GIVEN INSTRUCTION. Each line should be copied exactly.
##### TASK DATA
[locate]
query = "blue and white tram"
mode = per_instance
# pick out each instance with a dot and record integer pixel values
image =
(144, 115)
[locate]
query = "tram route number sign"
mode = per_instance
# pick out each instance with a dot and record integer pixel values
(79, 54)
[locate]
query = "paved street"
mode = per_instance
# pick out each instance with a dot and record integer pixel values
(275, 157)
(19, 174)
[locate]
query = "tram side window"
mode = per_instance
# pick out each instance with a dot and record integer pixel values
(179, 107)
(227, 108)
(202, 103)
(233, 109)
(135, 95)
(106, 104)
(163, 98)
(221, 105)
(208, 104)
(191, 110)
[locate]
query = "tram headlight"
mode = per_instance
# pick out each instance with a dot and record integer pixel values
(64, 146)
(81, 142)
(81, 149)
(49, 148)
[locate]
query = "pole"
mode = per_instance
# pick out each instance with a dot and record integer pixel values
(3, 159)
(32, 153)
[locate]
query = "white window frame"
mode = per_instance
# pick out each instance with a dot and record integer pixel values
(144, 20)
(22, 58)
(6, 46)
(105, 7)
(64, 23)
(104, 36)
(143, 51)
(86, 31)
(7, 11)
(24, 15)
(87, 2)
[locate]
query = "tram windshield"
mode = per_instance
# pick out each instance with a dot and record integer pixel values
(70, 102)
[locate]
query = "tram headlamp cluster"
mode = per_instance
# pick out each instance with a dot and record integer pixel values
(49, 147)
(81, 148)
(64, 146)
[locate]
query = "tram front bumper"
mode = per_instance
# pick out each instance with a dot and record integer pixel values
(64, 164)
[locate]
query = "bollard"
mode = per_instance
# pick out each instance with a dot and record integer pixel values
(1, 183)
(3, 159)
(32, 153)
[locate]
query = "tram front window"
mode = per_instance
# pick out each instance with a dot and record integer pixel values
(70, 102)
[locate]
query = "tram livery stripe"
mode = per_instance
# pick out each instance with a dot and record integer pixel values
##########
FINAL RESULT.
[locate]
query = "blue and white tram"
mode = per_instance
# pick out each instance with a dot and record integer pixel values
image =
(144, 115)
[locate]
query = "tram route number sign"
mode = per_instance
# pick out each instance with a dot and record integer pixel values
(79, 54)
[locate]
query = "paved street"
mode = per_instance
# pick out each instance with a dot and record integer pixel values
(275, 157)
(19, 174)
[locate]
query = "tram side window"
mode = per_instance
# pick out each instance with a dot and record integer pixel values
(179, 107)
(227, 108)
(202, 103)
(233, 109)
(135, 95)
(106, 104)
(163, 98)
(221, 105)
(208, 104)
(191, 110)
[locate]
query = "tram headlight"
mode = per_instance
# pick out each instance with a dot and record integer pixel values
(64, 146)
(81, 142)
(81, 149)
(49, 148)
[locate]
query = "pole"
mode = per_instance
# pick out each instance with a dot and record integer pixel values
(3, 159)
(32, 153)
[locate]
query = "white window frame"
mode = per_instance
# pick out each instance with a dot and record integer pixel values
(144, 20)
(22, 58)
(6, 46)
(105, 7)
(64, 23)
(104, 36)
(143, 51)
(86, 31)
(7, 11)
(24, 15)
(87, 2)
[locate]
query = "tram windshield"
mode = per_instance
# pick out each instance with a dot and record integer pixel values
(70, 102)
[locate]
query = "tram headlamp cluster"
mode = per_instance
# pick out each instance with a dot and record integer pixel values
(49, 147)
(81, 148)
(64, 146)
[locate]
query = "tram front bumper"
mode = per_instance
# pick out each instance with a dot and record integer pixel values
(64, 164)
[locate]
query = "bollard"
mode = per_instance
# pick out each instance with a dot and record integer pixel values
(1, 183)
(3, 159)
(32, 153)
[locate]
query = "tram front window"
mode = per_instance
# pick out each instance with a dot and record integer pixel values
(70, 102)
[locate]
query = "tram livery stripe"
mode = per_instance
# pick out each instance with a dot and record integer pixel values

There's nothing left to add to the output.